* Extrait du texte *
..........
Le Délit (LD): Parlez-nous de votre parcours
Christopher Manfredi (CM): Je suis arrivé à McGill il y a 27 ans comme un professeur adjoint, assez jeune. Je dirais même que j’avais deux ans à l’époque, mais ce n’est pas vrai (rires)! Le programme de professeur adjoint est un programme assez spécial qui existait à l’époque et qui ressemble à celui des research fellows. J’ai passé toute ma vie professionnelle à McGill. J’ai fait tout ce qu’on pouvait faire à McGill en tant que professeur : j’ai été professeur adjoint, professeur, directeur du département de sciences politiques, doyen de la faculté des Arts et puis maintenant je suis vice-principal exécutif et vice-principal aux études. C’est un honneur pour moi d’avoir pu servir l’université dans des fonctions aussi diverses pour plus d’un quart de siècle !
LD : Donc vous avez vraiment tout vu…
CM : J’ai vu beaucoup en effet, mais je n’ai pas tout vu (rires)! Il y a des coins de l’université que je connais moins, par exemple la faculté de médecine.
LD : Quelle est votre plus grande fierté en tant qu’ex-doyen de la faculté des Arts ?
CM : Il y en a beaucoup, mais je mentionnerais deux en particulier. Premièrement, il y a le programme des stages pour les étudiants de la faculté des Arts. Nous avons élargi le programme grâce au financement externe et grâce à nos anciens diplômés qui nous ont appuyés avec leurs dons. Deuxièmement, je suis très fier des relations que j’ai bâties avec les étudiants et plus spécifiquement avec les organisations étudiantes. Je vais continuer à bâtir ce type de relations dans ma nouvelle position. Par exemple, cet après-midi je vais tenir des heures ouvertes de bureau au AÉUM. Je souhaite le faire une à deux fois par session. C’est une façon pour moi d’être là où les étudiants sont et d’entendre ce qui les préoccupe.
LD : Pouvez-vous nous donner une description de vos nouvelles fonctions ?
CM : J’ai deux titres : vice-principal exécutif, une fonction budgétaire et technocratique et vice-principal aux études qui me permet de m’occuper de la mission académique de l’université.
LD : Que pensez vous des déclarations du ministre de l’Éducation François Blais qui a affirmé, dans un document obtenu par La Presse, qu’il y a beaucoup de « résistance aux changements » de la part des 12 représentants de l’Association des doyens, doyennes et directeurs, directrices pour l’étude et la recherche en éducation au Québec (ADEREQ) qui inclut l’université McGill ?
CM : Je n’ai pas lu le document malheureusement ; je ne peux donc pas commenter cette controverse avec intelligence. Il faut que je lise le document en question.
LD : Ce dernier a qualifié son ministère de « vieillot et lent »…
CM : Il y a une certaine volonté de changement, toutefois les universités sont des institutions complexes. C’est un défi d’effectuer des changements avec autant de parties prenantes, il faut effectuer des consultations. Le processus peut sembler long parce qu’il y a beaucoup de personnes impliquées avec qui l’ont doit consulter : les étudiants, les professeurs, l’effectif administratif, etc. D’un regard extérieur, le processus parait long, mais c’est le caractère même des institutions.
..........
* Informations affichées *

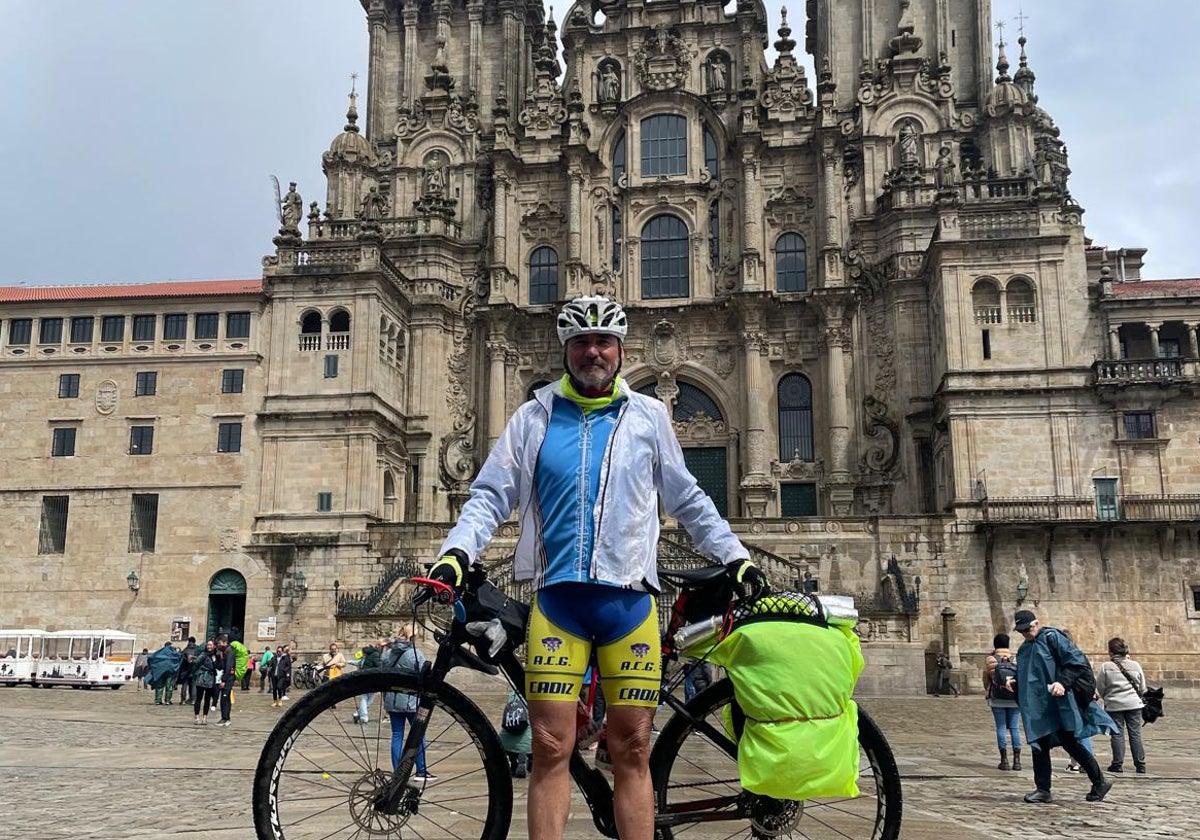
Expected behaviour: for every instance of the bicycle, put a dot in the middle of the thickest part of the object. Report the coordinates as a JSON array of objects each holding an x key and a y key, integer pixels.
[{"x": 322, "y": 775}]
..........
* Exercices *
a) Répondez aux questions suivantes d'après l'entretien :
(i) Il y a combien d'années Christopher Manfredi est-il arrivé à McGill ?
(ii) Quelle faculté cite-t-il comme un coin de l'université qu'il connaît moins ?
(iii) Combien de fois par session souhaite-t-il tenir des heures ouvertes de bureau ?
b) Énumérez toutes les fonctions que Christopher Manfredi dit avoir occupées à McGill dans l'entretien.
c) Expliquez, s'il vous plaît, pourquoi le processus de changement dans les universités peut sembler long, selon l'entretien.

* Réponses par exercice *
a)
(i) Il y a 27 ans.
(ii) La faculté de médecine.
(iii) Une à deux fois par session.

b) Professeur adjoint, professeur, directeur du département de sciences politiques, doyen de la faculté des Arts, vice-principal exécutif, vice-principal aux études.

c) Les universités sont des institutions complexes qui comptent beaucoup de parties prenantes. Il faut consulter de nombreuses personnes, comme les étudiants, les professeurs et l'effectif administratif. C'est pourquoi le processus paraît long vu de l'extérieur.